Текст для чтения
- - - - -

Наконец, надо же трезво оценивать культурные ограничения каждой теории. Марксизм вскормлен культурой западного общества, фоном которой был и остается евроцентризм. Это — убежденность в том, что Запад есть единственная "правильная" цивилизация, а все остальные просто отстали. Приложение к России любой идеологии и политики, проникнутой евроцентризмом — будь то марксизм в начале века или либерализм сегодня, означает страшные травмы и разрушения. То, что маpксизм в его тpактовке истоpии, человека и общества отpажал основные постулаты и мифы евpоцентpизма — почти не тpебует доказательства (но это отдельная большая тема). Это — упpек не Маpксу, а маpксистам. Уважающий и почитающий Маркса африканский философ и ученый Самиp Амин отмечает: "Несмотpя на пpедостоpожности Маpкса, маpксизм также подвеpгся влиянию господствующей культуpы и оказался в фаpватеpе евpоцентpизма. Евpоцентpистская интеpпpетация маpксизма, сводящая на нет его унивеpсалистский pазмах, не только возможна, но даже, пожалуй, доминиpует. Эта евpоцентpистская веpсия выходит наpужу в известном тезисе об "азиатском способе пpоизводства" и о "двух путях": откpытом евpопейском пути, пpиводящем к капитализму, и блокиpованном азиатском пути".

- - - - -

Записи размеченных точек

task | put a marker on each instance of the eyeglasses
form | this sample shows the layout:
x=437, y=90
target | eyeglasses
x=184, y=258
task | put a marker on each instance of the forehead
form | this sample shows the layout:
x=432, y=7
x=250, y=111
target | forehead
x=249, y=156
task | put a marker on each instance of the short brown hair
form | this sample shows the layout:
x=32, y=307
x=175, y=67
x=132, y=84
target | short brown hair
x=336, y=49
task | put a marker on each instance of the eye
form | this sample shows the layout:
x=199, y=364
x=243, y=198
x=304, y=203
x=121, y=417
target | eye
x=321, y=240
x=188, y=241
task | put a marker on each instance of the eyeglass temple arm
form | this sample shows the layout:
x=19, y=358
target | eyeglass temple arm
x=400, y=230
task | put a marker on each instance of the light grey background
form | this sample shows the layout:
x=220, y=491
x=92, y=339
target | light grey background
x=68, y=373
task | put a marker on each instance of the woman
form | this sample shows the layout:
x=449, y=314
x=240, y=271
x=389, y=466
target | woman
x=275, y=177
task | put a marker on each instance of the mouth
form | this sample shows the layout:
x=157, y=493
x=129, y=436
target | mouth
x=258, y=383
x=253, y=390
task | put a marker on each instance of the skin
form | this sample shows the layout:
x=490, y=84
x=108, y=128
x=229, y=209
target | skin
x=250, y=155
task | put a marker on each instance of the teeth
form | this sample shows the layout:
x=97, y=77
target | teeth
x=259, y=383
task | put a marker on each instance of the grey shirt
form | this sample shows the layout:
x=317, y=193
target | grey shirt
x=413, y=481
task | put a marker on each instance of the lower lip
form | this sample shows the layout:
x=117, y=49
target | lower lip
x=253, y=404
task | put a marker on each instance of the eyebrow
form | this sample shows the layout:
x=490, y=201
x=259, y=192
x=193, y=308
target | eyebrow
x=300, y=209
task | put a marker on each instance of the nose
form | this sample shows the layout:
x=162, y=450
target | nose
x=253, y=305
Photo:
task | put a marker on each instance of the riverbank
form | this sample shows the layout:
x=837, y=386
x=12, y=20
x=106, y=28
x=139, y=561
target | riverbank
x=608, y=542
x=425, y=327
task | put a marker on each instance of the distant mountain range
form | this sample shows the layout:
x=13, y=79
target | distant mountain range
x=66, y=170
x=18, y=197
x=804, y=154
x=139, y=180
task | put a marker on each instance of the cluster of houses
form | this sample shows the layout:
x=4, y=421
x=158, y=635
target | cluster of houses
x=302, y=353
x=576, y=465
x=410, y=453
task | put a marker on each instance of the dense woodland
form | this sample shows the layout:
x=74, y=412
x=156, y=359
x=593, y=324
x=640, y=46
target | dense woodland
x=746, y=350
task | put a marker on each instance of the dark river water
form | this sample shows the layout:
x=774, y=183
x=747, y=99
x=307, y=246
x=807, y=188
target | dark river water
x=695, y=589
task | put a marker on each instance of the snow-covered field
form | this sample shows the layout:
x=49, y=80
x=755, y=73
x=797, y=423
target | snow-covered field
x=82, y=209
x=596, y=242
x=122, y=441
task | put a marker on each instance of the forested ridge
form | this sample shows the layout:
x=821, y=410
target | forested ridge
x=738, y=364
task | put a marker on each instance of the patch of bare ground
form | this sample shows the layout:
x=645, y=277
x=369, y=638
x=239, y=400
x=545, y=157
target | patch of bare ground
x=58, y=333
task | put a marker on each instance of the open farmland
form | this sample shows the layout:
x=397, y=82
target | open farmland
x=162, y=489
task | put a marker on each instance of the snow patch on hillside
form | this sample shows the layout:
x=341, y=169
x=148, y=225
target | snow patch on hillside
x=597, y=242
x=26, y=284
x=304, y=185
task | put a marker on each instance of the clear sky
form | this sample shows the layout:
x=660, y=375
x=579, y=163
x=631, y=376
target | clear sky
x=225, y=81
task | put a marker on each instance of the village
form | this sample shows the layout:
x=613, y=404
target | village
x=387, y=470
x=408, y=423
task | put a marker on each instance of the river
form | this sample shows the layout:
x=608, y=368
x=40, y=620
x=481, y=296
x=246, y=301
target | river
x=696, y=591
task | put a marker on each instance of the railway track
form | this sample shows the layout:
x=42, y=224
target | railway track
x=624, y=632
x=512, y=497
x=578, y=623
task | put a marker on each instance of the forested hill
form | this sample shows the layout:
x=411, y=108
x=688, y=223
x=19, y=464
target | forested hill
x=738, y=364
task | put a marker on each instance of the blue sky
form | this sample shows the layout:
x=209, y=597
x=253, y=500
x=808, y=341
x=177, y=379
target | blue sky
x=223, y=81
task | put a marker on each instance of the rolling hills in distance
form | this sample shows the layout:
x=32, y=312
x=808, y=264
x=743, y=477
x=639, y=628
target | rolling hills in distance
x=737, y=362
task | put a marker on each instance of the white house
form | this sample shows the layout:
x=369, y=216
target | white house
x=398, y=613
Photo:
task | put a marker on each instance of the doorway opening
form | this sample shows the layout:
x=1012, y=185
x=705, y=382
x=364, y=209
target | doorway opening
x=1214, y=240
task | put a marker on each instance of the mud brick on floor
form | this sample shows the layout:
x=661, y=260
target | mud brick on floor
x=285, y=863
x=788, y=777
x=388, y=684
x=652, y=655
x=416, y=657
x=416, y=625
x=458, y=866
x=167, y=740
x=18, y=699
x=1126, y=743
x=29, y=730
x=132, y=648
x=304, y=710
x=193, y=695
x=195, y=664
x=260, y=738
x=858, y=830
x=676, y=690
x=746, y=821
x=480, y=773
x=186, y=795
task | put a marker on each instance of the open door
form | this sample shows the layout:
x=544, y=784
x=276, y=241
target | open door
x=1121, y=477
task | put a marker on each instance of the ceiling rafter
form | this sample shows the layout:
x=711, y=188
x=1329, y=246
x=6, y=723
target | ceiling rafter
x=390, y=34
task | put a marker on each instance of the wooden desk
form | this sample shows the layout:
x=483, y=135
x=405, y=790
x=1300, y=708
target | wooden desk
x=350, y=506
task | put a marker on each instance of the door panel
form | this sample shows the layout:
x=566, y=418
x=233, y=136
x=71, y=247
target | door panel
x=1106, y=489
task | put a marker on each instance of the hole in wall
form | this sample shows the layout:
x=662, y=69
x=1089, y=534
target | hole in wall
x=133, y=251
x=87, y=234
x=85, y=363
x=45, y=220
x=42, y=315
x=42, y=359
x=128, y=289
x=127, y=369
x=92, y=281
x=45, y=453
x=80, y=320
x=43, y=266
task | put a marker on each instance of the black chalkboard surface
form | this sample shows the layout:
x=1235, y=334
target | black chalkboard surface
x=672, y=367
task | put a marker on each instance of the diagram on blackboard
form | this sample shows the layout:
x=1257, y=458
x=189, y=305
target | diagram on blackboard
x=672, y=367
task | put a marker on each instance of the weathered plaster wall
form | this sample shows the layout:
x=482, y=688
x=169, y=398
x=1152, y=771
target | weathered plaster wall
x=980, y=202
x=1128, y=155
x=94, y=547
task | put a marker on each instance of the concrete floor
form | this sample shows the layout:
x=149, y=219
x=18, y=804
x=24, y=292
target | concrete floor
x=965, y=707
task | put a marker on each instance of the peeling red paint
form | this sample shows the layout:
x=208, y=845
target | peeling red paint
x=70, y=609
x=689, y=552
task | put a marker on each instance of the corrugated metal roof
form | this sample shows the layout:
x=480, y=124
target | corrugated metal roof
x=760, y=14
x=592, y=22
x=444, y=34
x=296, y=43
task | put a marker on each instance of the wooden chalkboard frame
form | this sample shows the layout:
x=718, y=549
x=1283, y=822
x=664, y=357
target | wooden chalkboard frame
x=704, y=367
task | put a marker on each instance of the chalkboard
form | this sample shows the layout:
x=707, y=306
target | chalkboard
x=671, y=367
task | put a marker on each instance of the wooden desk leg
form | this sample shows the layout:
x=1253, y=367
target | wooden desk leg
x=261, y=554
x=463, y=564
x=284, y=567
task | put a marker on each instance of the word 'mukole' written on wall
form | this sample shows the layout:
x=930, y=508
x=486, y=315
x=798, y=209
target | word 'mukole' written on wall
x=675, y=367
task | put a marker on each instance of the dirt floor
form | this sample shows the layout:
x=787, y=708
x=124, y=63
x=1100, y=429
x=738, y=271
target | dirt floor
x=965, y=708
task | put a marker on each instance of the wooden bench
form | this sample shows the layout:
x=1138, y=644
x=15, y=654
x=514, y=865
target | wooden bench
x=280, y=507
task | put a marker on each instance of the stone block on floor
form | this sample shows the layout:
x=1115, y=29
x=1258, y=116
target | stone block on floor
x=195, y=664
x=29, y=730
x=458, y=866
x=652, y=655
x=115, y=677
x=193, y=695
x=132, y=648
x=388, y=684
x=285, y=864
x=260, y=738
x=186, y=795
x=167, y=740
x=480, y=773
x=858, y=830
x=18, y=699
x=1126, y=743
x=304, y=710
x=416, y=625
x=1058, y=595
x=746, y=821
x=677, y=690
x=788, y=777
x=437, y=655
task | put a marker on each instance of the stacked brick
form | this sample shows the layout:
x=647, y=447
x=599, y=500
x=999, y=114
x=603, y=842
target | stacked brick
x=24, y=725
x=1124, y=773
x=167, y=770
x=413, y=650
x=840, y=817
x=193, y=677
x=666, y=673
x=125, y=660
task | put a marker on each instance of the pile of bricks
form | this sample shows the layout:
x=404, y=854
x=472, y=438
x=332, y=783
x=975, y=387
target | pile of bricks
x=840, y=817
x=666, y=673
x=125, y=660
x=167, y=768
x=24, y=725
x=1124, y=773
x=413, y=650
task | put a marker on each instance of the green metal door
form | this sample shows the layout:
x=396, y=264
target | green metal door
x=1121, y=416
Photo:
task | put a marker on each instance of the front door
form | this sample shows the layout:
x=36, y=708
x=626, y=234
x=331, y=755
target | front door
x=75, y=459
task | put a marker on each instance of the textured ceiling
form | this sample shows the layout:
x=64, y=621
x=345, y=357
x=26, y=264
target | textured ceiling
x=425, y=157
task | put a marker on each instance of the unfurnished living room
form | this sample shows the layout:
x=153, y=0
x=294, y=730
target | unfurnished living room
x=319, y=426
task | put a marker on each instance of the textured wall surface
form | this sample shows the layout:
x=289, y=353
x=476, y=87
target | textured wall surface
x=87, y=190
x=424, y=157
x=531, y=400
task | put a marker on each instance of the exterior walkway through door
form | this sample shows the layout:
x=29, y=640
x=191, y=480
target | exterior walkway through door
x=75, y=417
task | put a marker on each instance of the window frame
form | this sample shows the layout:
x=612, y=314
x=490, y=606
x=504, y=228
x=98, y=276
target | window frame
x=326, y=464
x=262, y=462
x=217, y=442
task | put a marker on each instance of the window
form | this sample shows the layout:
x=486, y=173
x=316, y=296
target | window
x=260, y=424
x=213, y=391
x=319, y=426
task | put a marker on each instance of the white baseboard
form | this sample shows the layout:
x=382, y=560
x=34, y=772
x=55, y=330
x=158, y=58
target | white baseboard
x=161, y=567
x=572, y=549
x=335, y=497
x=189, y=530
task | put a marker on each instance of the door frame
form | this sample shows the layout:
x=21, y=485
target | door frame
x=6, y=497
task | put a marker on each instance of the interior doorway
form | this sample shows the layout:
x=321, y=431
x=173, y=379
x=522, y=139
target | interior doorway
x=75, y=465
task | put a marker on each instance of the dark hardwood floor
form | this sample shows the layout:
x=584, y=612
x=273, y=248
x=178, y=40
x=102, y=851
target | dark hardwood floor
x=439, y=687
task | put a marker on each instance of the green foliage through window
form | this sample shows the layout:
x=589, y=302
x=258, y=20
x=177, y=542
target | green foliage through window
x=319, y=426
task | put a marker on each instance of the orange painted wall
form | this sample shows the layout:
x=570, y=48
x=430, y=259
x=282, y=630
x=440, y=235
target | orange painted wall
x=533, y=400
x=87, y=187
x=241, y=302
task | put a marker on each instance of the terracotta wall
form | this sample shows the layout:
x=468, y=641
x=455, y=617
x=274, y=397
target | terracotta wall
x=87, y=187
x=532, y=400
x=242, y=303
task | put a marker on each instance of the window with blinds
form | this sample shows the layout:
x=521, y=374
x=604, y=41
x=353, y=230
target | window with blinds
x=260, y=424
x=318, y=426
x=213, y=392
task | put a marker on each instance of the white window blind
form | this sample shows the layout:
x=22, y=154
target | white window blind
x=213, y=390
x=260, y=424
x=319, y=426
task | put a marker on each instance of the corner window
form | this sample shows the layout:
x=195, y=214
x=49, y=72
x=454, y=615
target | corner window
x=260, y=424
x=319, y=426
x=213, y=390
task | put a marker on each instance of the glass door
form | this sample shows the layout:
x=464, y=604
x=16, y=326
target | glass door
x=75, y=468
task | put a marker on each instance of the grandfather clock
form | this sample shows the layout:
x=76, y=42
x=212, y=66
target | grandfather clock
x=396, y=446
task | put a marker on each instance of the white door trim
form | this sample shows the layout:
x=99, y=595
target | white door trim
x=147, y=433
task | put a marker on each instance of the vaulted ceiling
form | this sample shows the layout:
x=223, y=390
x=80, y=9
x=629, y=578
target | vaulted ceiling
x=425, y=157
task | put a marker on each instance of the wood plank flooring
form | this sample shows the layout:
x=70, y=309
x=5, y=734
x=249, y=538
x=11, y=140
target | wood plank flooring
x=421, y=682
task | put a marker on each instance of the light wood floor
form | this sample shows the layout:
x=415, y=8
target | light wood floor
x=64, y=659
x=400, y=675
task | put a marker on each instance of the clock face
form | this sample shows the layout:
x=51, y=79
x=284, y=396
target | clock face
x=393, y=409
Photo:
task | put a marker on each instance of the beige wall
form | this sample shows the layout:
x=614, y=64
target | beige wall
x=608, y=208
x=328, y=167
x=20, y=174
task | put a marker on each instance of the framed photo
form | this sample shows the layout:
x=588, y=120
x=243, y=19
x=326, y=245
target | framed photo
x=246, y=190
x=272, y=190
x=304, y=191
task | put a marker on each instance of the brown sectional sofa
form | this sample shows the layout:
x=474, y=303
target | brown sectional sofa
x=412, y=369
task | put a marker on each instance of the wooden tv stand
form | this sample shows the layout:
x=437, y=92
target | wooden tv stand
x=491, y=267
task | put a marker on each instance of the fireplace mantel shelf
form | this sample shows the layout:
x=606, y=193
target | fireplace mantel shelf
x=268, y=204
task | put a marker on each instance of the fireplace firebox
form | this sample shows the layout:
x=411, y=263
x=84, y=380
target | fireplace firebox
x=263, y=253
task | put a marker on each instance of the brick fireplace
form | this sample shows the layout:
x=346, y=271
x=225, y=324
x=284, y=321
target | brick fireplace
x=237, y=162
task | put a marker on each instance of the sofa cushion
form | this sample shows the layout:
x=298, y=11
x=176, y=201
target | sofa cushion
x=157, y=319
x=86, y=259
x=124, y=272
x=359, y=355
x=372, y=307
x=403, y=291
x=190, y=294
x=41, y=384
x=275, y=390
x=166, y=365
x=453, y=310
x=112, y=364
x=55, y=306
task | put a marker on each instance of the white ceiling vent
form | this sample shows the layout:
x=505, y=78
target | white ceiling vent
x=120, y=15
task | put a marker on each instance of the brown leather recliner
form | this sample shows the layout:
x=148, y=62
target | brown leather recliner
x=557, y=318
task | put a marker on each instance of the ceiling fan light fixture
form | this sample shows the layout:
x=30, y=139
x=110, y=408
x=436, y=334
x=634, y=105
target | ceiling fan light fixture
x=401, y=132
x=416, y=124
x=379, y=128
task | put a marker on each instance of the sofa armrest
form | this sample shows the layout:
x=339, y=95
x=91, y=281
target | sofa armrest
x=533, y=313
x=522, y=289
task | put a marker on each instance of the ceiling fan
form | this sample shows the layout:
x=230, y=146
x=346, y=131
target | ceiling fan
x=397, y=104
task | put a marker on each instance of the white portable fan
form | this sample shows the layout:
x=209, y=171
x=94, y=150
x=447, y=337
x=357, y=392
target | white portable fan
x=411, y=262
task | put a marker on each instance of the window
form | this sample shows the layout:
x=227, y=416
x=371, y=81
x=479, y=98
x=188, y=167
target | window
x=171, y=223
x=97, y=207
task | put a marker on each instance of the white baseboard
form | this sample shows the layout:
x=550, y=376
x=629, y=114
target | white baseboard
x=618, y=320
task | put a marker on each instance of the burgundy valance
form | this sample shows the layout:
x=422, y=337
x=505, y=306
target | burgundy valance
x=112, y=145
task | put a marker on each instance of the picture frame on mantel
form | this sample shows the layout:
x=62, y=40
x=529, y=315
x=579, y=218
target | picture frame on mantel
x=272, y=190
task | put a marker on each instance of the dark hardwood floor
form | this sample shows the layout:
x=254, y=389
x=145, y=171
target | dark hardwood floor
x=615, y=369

- - - - -

Письменное задание 1
Приведите ещё раз дословно строки листинга, начиная со строки, где стоит «task | put a marker on each instance of the corrugated», и заканчивая строкой, где стоит «x=704, y=367», включая обе.
Письменное задание 2
Продолжите текст о марксизме и евроцентризме, начав сразу после его последнего предложения.

Письменный ответ 1
task | put a marker on each instance of the corrugated metal roof
form | this sample shows the layout:
x=480, y=124
target | corrugated metal roof
x=760, y=14
x=592, y=22
x=444, y=34
x=296, y=43
task | put a marker on each instance of the wooden chalkboard frame
form | this sample shows the layout:
x=718, y=549
x=1283, y=822
x=664, y=357
target | wooden chalkboard frame
x=704, y=367

Письменный ответ 2
Можно ли, взяв марксизм за один из культурных корней, развить российскую социальную философию коммунизма? Конечно — для этого вся наша история создала мощную базу. И этого от нас и ожидало все мировое освободительное движение, когда началась перестройка. Не получилось. Так давайте этим заниматься сегодня, когда не отягощены коммунисты властью. И в этом — не предательство марксизма-ленинизма, а именно выполнение главного завета великих мыслителей и тружеников.
Закат политэкономии индустриализма
Промышленная цивилизация — цивилизация огня и железа. Индустриализм, разрушив культурные структуры аграрного общества, придал производственной деятельности человека титанический характер. Промышленную революцию осеняет образ Прометея.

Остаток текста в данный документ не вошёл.